►
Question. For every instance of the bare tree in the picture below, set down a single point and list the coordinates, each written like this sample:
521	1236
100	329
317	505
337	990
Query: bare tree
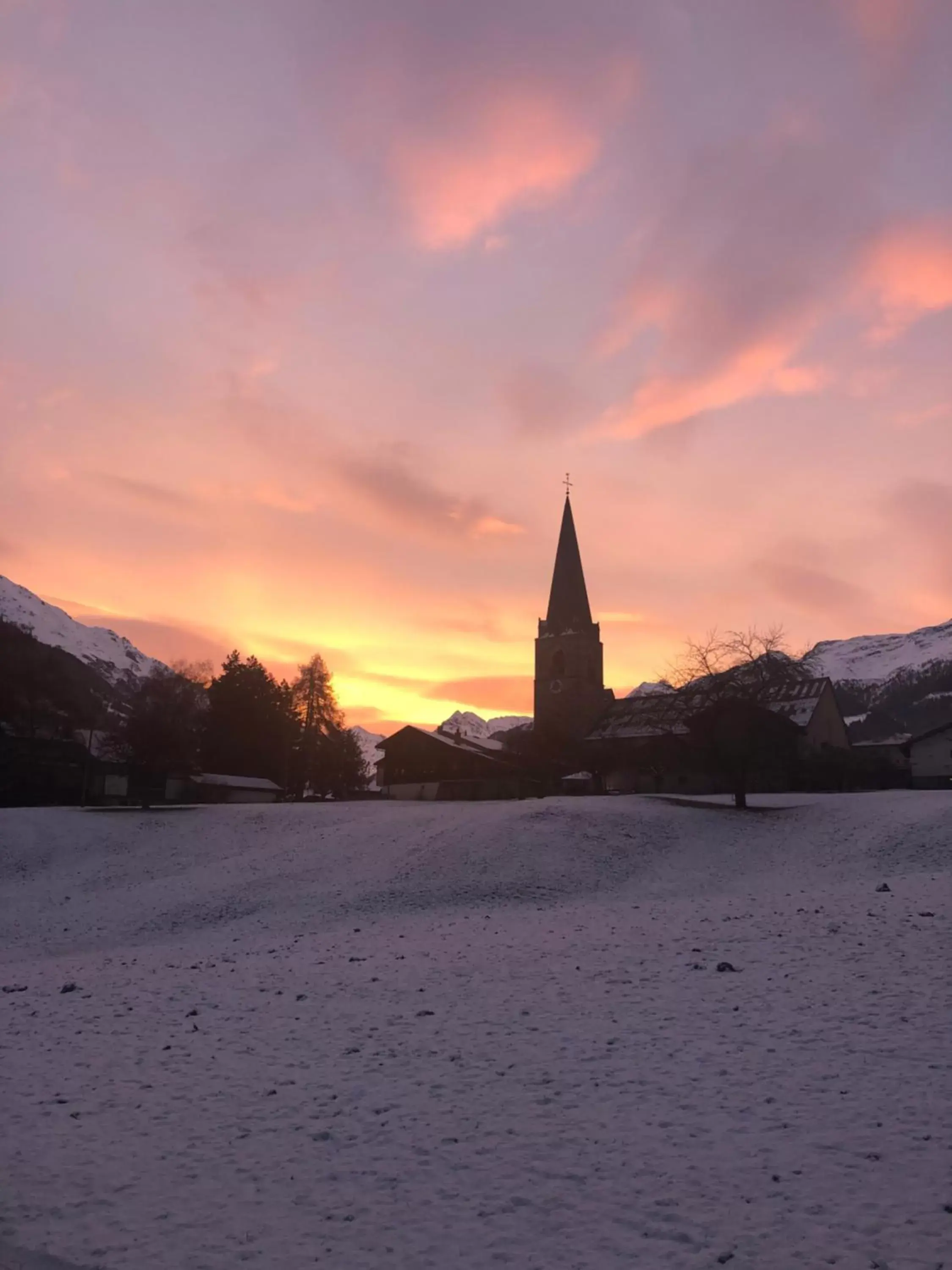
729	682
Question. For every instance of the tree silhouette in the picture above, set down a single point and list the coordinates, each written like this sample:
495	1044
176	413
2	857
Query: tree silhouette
◄
EXERCISE INSTRUCTIONS> Copy out each record word for word and omit any pictures.

TASK SOLUTION>
Question. For every instance of the bare tree in the picture below, set down a single point and list the coordinates, each written like this sample:
521	1236
100	329
317	505
337	990
Query: bare tree
729	682
Question. For every instance of the tree silhouette in the picture above, set down a single point and list the coordinates, each written like this sample:
495	1044
176	413
2	857
Query: tree silhouette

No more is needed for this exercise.